## Problem to work on
Reproduce the entries below in full, word for word.

━━━ Input data ━━━

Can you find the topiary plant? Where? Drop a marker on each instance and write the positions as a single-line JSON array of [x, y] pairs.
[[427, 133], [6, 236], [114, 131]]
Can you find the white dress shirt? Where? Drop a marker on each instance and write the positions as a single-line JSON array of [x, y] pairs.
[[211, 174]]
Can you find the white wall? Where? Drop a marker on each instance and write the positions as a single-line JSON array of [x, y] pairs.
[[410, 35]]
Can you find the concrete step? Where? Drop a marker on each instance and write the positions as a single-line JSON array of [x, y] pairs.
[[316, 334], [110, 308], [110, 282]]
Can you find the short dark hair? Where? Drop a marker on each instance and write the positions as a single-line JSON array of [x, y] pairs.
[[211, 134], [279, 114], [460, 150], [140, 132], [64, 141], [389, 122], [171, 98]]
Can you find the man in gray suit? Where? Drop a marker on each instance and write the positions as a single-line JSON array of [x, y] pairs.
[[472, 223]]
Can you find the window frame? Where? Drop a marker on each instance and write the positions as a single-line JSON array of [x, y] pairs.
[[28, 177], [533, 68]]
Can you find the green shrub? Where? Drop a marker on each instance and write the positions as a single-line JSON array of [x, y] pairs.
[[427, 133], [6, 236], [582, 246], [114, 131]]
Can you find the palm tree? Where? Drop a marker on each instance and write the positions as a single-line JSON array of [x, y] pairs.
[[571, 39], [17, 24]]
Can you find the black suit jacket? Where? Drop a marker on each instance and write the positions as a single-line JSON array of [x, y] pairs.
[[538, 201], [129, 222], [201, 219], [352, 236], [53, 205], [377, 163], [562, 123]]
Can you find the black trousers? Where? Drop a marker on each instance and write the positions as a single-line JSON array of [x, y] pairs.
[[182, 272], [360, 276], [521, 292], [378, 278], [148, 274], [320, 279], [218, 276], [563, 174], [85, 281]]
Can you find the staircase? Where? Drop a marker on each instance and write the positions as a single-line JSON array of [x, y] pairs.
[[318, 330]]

━━━

## Answer space
Can you find the topiary plant? Where? Drop a marker on each instance and write the positions as a single-line JSON array of [x, y] pairs.
[[427, 133], [6, 236], [114, 131]]
Can you find the white dress shirt? Where? Drop a marker on each instance and write the positions as a single-line JSON array of [x, y] pairs.
[[211, 174]]
Can you find the white wall? Where? Drop a marker on each instance and write the positions as a single-line JSON array of [x, y] pairs.
[[410, 35]]
Can you find the concrete step? Where? Drop a marker on each instance and write the positions as a single-line JSON array of [x, y] pairs.
[[316, 334], [110, 308], [110, 282]]
Can you find the short dark hair? Where? Drop a marker on each instance and write the positions as a single-line JSON array of [x, y] pairs.
[[211, 134], [279, 114], [460, 150], [140, 132], [64, 141], [389, 122], [171, 98]]
Can you find the man in gray suit? Where? Drop a marker on each instance and write the positions as a single-line JSON array of [x, y] pairs.
[[472, 223]]
Can you find the window frame? Where? Drop a marker on each instance and write the positions as a single-line JSON array of [x, y] pairs.
[[28, 177], [533, 68]]
Can you find the green shrub? Where? Drop a marker on each instance and write the positions as a single-line JSON array of [x, y] pairs.
[[427, 133], [6, 236], [582, 246], [114, 131]]
Can you find the palm tree? Where? Drop a marker on each instance and write the positions as a single-line JSON array of [x, y] pairs.
[[571, 39], [17, 24]]
Can you find the black suit jacket? Where? Drop a marker on each instance and write the positions as a single-line JSON array of [x, y] pairs.
[[538, 201], [129, 222], [201, 219], [352, 236], [53, 205], [377, 163], [562, 123]]
Can you find the black trousers? Where? Drop a marker on each instance and write the positions as a single-line JSON array of [x, y] pairs.
[[182, 272], [360, 276], [521, 292], [378, 278], [148, 274], [320, 279], [218, 276], [563, 174], [85, 281]]
Can you find the staircase? Where? Drop a marker on each instance and write the positions as a single-line JSON array of [x, y] pairs.
[[318, 330]]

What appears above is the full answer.